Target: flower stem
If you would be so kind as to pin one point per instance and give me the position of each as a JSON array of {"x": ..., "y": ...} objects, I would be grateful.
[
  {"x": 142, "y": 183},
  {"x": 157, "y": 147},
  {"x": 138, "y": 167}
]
══════════════════════════════
▶ _Short problem_
Format every line of the listing above as a numbered list, omitting blank lines.

▶ _Solution below_
1. Target: flower stem
2. If you would be so kind as to pin one point per instance and give me the position of each as a JSON array of {"x": ..., "y": ...} objects, I would be grateful.
3. [
4.   {"x": 142, "y": 183},
5.   {"x": 157, "y": 147},
6.   {"x": 138, "y": 167}
7. ]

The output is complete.